- Opening Delimiter -

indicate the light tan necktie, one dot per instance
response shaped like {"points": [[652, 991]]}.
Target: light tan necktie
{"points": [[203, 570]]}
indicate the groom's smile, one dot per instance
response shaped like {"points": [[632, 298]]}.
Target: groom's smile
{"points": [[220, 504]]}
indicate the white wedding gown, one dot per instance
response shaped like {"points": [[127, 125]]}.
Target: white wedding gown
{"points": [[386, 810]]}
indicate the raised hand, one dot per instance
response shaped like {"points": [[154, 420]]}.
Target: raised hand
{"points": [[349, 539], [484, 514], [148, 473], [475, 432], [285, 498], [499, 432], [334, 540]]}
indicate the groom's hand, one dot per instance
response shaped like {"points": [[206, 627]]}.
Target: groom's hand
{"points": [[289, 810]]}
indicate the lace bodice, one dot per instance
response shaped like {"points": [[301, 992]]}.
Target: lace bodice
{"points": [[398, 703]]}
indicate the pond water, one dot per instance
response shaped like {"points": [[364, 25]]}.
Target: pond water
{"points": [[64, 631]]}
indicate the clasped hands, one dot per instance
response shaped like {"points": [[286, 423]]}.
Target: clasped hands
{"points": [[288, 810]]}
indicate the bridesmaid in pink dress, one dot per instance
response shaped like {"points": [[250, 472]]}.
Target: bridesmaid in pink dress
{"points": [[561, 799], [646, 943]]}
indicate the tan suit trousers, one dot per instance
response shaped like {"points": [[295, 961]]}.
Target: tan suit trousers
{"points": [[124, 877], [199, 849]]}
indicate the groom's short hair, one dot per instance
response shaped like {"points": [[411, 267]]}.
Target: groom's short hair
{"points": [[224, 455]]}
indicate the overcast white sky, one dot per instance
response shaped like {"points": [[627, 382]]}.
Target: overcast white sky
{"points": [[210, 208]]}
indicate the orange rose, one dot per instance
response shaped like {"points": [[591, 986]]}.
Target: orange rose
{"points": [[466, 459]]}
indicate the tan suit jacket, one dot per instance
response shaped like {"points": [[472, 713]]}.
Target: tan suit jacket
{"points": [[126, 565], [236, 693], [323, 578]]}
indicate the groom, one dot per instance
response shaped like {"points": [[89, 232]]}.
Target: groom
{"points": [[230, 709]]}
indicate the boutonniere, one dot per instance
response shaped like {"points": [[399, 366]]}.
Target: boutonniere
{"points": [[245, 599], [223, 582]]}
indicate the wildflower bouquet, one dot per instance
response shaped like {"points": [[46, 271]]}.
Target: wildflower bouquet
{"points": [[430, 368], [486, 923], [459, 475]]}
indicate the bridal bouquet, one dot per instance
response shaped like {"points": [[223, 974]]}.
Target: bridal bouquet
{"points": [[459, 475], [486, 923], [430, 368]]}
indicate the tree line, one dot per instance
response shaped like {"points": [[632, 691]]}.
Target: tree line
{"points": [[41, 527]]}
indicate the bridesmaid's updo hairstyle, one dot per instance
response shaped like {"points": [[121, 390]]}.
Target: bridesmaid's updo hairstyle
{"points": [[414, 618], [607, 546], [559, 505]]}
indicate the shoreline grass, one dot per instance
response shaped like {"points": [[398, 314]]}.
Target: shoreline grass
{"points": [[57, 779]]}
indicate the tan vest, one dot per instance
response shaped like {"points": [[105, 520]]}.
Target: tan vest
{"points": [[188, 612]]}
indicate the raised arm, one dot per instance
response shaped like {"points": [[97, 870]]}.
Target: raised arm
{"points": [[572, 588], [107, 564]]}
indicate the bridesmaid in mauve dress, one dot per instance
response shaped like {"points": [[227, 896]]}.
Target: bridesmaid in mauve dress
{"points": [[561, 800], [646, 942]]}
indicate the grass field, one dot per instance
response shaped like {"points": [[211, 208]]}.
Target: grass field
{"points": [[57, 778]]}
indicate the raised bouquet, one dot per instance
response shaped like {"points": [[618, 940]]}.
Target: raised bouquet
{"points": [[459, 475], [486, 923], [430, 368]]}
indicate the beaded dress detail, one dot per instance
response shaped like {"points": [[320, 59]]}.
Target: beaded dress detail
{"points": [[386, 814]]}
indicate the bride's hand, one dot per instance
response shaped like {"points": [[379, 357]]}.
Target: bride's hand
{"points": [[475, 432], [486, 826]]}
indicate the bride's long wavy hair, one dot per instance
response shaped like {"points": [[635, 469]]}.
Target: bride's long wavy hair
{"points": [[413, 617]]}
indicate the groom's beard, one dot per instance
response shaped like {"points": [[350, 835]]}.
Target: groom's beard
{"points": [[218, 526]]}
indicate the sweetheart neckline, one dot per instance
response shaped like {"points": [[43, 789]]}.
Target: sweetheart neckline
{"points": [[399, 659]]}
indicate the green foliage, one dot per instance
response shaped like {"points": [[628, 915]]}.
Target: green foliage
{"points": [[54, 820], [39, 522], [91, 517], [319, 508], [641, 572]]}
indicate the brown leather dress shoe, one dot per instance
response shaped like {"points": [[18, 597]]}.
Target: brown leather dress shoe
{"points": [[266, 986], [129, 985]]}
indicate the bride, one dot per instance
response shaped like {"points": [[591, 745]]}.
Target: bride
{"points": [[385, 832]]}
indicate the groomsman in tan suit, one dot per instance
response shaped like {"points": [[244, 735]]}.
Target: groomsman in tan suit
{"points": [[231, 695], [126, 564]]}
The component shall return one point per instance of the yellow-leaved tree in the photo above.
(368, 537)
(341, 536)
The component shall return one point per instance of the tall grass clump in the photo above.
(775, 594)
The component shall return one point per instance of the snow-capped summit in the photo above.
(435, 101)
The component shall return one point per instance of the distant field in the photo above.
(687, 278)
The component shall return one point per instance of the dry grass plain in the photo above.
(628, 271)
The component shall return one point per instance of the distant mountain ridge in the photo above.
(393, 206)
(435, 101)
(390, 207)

- Closing Delimiter -

» **WHAT NEEDS TO BE DONE**
Output should match, line for line, the stretch of the material above from the line holding "Target: raised hand" through the line holding "indicate the lace".

» **EXERCISE SOLUTION**
Target: raised hand
{"points": [[349, 539], [484, 514], [148, 473], [475, 432], [285, 498], [499, 432], [334, 540]]}
indicate the groom's hand, one dot per instance
response shaped like {"points": [[206, 627]]}.
Target: groom's hand
{"points": [[289, 810]]}
indicate the lace bodice, one dot per instance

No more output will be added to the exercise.